◆ Aim of the exercise: State only the number of lines in the records below that contain the string "instance".

Data extracted from a collection:
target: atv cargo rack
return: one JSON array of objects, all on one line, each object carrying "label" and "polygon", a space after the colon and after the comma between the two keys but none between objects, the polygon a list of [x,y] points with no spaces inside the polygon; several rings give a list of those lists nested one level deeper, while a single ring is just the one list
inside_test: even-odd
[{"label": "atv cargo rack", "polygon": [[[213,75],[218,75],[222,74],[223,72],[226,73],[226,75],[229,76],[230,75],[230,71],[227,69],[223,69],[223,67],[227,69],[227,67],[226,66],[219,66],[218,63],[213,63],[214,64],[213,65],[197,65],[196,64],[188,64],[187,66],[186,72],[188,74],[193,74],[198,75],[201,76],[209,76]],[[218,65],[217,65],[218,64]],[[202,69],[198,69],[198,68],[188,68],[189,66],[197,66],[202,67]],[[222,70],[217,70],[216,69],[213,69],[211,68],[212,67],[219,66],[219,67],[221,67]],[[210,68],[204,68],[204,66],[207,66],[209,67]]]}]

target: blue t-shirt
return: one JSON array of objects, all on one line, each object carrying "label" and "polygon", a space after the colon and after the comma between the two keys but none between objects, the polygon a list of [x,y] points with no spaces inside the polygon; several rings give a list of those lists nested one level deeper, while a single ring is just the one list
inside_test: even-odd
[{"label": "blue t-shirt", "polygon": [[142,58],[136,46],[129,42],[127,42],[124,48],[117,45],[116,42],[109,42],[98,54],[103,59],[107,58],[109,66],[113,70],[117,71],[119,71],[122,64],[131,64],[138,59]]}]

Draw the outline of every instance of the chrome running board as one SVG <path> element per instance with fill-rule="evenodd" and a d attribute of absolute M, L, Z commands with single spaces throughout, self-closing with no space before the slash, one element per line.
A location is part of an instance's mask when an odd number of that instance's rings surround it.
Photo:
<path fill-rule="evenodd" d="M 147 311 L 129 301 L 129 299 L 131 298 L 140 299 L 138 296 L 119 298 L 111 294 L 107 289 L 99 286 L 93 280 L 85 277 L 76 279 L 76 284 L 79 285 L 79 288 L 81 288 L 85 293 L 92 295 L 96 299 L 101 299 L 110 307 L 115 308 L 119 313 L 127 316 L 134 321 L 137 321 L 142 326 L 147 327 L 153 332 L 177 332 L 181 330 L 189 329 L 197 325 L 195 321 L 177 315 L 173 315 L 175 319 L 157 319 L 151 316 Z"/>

◆ Final result: 2